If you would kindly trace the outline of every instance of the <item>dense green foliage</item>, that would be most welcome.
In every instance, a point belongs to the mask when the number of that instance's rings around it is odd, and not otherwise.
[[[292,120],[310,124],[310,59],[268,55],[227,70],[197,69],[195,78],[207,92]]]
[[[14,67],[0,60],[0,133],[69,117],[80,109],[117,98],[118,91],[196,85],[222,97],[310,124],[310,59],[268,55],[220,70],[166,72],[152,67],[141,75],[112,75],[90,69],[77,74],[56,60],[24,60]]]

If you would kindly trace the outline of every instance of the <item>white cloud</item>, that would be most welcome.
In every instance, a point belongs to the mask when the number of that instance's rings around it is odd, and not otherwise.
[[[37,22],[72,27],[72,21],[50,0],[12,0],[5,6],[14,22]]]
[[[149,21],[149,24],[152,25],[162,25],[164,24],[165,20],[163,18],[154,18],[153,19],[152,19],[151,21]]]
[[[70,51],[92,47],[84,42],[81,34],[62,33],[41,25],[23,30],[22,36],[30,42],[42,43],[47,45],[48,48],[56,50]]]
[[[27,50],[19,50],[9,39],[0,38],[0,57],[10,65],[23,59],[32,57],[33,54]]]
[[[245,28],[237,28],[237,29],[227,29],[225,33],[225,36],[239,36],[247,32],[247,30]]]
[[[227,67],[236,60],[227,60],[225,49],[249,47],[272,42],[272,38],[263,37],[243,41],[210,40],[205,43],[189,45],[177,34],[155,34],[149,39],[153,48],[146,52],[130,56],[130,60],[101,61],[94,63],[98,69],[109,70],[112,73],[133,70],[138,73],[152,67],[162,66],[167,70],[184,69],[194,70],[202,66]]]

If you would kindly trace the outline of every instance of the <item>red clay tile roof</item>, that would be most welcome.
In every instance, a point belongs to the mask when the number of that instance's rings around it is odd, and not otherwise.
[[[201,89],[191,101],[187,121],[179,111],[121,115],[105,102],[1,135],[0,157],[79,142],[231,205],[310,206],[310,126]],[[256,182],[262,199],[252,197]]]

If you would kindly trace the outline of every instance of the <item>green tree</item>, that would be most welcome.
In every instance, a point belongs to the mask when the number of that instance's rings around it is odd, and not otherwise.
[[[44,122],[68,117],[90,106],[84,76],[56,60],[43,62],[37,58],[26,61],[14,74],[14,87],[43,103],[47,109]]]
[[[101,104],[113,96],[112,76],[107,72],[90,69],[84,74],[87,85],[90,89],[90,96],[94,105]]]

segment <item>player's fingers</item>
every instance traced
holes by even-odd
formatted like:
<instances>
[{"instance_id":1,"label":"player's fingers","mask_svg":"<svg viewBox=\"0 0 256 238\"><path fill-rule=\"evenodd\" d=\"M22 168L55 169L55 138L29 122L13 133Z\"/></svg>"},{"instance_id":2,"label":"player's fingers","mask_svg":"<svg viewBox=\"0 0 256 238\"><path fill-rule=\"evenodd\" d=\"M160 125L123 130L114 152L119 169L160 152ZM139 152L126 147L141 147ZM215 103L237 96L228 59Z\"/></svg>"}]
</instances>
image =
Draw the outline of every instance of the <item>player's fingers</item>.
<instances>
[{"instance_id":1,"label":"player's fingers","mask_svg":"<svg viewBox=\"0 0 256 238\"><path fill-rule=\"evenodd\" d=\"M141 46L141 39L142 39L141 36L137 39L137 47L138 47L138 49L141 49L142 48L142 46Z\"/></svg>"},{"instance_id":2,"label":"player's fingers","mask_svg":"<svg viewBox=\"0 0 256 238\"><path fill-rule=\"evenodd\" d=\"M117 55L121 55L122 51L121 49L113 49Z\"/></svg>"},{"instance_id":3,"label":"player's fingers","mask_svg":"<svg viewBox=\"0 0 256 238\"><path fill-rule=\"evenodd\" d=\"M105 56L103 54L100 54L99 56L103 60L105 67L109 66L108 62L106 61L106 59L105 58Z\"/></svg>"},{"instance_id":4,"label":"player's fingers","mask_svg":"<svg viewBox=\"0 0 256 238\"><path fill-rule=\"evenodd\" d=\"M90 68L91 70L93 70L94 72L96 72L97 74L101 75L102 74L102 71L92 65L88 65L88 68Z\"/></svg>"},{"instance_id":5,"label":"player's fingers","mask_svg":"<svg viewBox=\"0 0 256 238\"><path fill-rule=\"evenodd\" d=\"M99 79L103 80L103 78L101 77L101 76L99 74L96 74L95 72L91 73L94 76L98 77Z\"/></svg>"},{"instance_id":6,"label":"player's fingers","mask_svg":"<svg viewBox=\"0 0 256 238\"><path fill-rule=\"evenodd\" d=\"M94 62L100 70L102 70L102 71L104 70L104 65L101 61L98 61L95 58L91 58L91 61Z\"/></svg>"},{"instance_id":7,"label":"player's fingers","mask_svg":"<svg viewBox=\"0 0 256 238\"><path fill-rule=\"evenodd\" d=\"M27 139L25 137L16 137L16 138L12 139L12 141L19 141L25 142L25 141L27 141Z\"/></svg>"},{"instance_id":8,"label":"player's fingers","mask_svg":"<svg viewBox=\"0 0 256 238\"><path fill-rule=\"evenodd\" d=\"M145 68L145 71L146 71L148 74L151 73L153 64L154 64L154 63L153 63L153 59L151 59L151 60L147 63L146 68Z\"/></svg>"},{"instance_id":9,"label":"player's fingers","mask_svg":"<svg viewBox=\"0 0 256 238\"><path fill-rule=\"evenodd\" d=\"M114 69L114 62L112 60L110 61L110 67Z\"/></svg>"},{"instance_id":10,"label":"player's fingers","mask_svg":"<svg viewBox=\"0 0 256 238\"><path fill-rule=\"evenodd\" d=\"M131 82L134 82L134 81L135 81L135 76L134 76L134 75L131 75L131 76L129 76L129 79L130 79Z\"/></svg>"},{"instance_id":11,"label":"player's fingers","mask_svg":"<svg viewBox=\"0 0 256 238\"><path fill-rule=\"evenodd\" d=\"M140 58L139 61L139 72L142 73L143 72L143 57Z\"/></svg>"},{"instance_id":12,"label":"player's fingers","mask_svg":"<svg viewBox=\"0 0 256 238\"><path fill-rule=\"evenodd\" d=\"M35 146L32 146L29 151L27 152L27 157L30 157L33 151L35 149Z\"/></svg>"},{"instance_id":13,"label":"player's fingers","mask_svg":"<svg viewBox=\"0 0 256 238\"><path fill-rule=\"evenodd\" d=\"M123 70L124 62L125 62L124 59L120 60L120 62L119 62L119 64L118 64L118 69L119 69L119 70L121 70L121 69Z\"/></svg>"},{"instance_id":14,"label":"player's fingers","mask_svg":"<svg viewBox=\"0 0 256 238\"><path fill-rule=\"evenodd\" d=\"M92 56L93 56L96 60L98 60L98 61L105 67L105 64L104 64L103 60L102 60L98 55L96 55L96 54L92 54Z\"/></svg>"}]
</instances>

▶ **What you will do**
Word for word, quote all of the data above.

▶ **Complete response**
If you would kindly trace the outline of every instance of the <item>dense green foliage</item>, that would be most welcome.
In every instance, a point belongs to the mask when the number of that instance's rings around it is odd, and not otherwise.
[[[292,120],[310,124],[310,59],[268,55],[227,70],[197,69],[195,78],[207,92]]]
[[[14,67],[0,60],[0,133],[69,117],[80,109],[117,98],[118,91],[196,85],[222,97],[310,124],[310,59],[268,55],[220,70],[166,72],[152,67],[141,75],[112,75],[90,69],[77,74],[56,60],[24,60]]]

If you would kindly trace the outline of every instance of the <item>white cloud</item>, that would be most welcome.
In every instance, a point belongs to the mask when the number of that instance's rings around it is odd, and not otherwise.
[[[37,22],[72,27],[72,21],[50,0],[12,0],[5,6],[14,22]]]
[[[149,21],[149,24],[152,25],[162,25],[164,24],[165,20],[163,18],[154,18],[153,19],[152,19],[151,21]]]
[[[70,51],[92,47],[84,42],[81,34],[62,33],[41,25],[23,30],[22,36],[30,42],[42,43],[47,45],[48,48],[56,50]]]
[[[27,50],[19,50],[9,39],[0,38],[0,57],[10,65],[23,59],[32,57],[33,54]]]
[[[245,28],[237,28],[237,29],[227,29],[225,33],[225,36],[239,36],[247,32],[247,30]]]
[[[227,67],[236,60],[227,60],[225,49],[249,47],[272,42],[272,38],[263,37],[243,41],[210,40],[205,43],[189,45],[177,34],[155,34],[149,39],[153,48],[146,52],[130,56],[130,60],[101,61],[94,63],[98,69],[109,70],[112,73],[133,70],[138,73],[152,67],[162,66],[167,70],[184,69],[194,70],[202,66]]]

If you would kindly trace the outline of every instance of the <item>red clay tile roof</item>, that would be most welcome.
In every instance, a point belongs to the mask when the number of that instance's rings around it is odd, and not otherwise.
[[[201,89],[191,101],[187,121],[179,111],[121,115],[105,102],[1,135],[0,157],[79,142],[231,205],[310,206],[310,126]],[[256,182],[262,199],[252,197]]]

If you would kindly trace the outline of every instance of the <item>green tree</item>, that would be most welcome.
In every instance, a point belongs to the mask when the number of that instance's rings around it is odd, and not otherwise.
[[[44,122],[68,117],[90,106],[84,76],[56,60],[43,62],[37,58],[26,61],[14,74],[14,87],[43,103],[47,109]]]
[[[101,104],[113,96],[112,76],[107,72],[90,69],[84,74],[87,85],[90,89],[90,96],[94,105]]]

segment <item>player's fingers</item>
every instance traced
holes by even-odd
formatted like:
<instances>
[{"instance_id":1,"label":"player's fingers","mask_svg":"<svg viewBox=\"0 0 256 238\"><path fill-rule=\"evenodd\" d=\"M22 168L55 169L55 138L29 122L13 133Z\"/></svg>"},{"instance_id":2,"label":"player's fingers","mask_svg":"<svg viewBox=\"0 0 256 238\"><path fill-rule=\"evenodd\" d=\"M160 125L123 130L114 152L119 169L160 152ZM139 152L126 147L141 147ZM215 103L237 96L228 59Z\"/></svg>"}]
</instances>
image =
Draw the outline of every instance of the <item>player's fingers</item>.
<instances>
[{"instance_id":1,"label":"player's fingers","mask_svg":"<svg viewBox=\"0 0 256 238\"><path fill-rule=\"evenodd\" d=\"M141 46L141 39L142 39L141 36L137 39L137 47L138 47L138 49L141 49L142 48L142 46Z\"/></svg>"},{"instance_id":2,"label":"player's fingers","mask_svg":"<svg viewBox=\"0 0 256 238\"><path fill-rule=\"evenodd\" d=\"M117 55L121 55L122 51L121 49L113 49Z\"/></svg>"},{"instance_id":3,"label":"player's fingers","mask_svg":"<svg viewBox=\"0 0 256 238\"><path fill-rule=\"evenodd\" d=\"M105 56L103 54L100 54L99 56L103 60L105 67L109 66L108 62L106 61L106 59L105 58Z\"/></svg>"},{"instance_id":4,"label":"player's fingers","mask_svg":"<svg viewBox=\"0 0 256 238\"><path fill-rule=\"evenodd\" d=\"M90 68L91 70L93 70L94 72L96 72L97 74L101 75L102 74L102 71L92 65L88 65L88 68Z\"/></svg>"},{"instance_id":5,"label":"player's fingers","mask_svg":"<svg viewBox=\"0 0 256 238\"><path fill-rule=\"evenodd\" d=\"M99 79L103 80L103 78L101 77L101 76L99 74L96 74L95 72L91 73L94 76L98 77Z\"/></svg>"},{"instance_id":6,"label":"player's fingers","mask_svg":"<svg viewBox=\"0 0 256 238\"><path fill-rule=\"evenodd\" d=\"M94 62L100 70L102 70L102 71L104 70L104 65L101 61L98 61L95 58L91 58L91 61Z\"/></svg>"},{"instance_id":7,"label":"player's fingers","mask_svg":"<svg viewBox=\"0 0 256 238\"><path fill-rule=\"evenodd\" d=\"M27 139L25 137L16 137L16 138L12 139L12 141L19 141L25 142L25 141L27 141Z\"/></svg>"},{"instance_id":8,"label":"player's fingers","mask_svg":"<svg viewBox=\"0 0 256 238\"><path fill-rule=\"evenodd\" d=\"M145 68L145 71L146 71L148 74L151 73L153 64L154 64L154 63L153 63L153 59L151 59L151 60L147 63L146 68Z\"/></svg>"},{"instance_id":9,"label":"player's fingers","mask_svg":"<svg viewBox=\"0 0 256 238\"><path fill-rule=\"evenodd\" d=\"M114 69L114 62L112 60L110 61L110 67Z\"/></svg>"},{"instance_id":10,"label":"player's fingers","mask_svg":"<svg viewBox=\"0 0 256 238\"><path fill-rule=\"evenodd\" d=\"M131 82L134 82L134 81L135 81L135 76L134 76L134 75L131 75L131 76L129 76L129 79L130 79Z\"/></svg>"},{"instance_id":11,"label":"player's fingers","mask_svg":"<svg viewBox=\"0 0 256 238\"><path fill-rule=\"evenodd\" d=\"M140 58L139 61L139 72L142 73L143 72L143 57Z\"/></svg>"},{"instance_id":12,"label":"player's fingers","mask_svg":"<svg viewBox=\"0 0 256 238\"><path fill-rule=\"evenodd\" d=\"M35 146L32 146L29 151L27 152L27 157L30 157L33 151L35 149Z\"/></svg>"},{"instance_id":13,"label":"player's fingers","mask_svg":"<svg viewBox=\"0 0 256 238\"><path fill-rule=\"evenodd\" d=\"M123 70L124 62L125 62L124 59L120 60L120 62L119 62L119 64L118 64L118 69L119 69L119 70L121 70L121 69Z\"/></svg>"},{"instance_id":14,"label":"player's fingers","mask_svg":"<svg viewBox=\"0 0 256 238\"><path fill-rule=\"evenodd\" d=\"M92 56L93 56L96 60L98 60L98 61L105 67L105 64L104 64L103 60L102 60L98 55L96 55L96 54L92 54Z\"/></svg>"}]
</instances>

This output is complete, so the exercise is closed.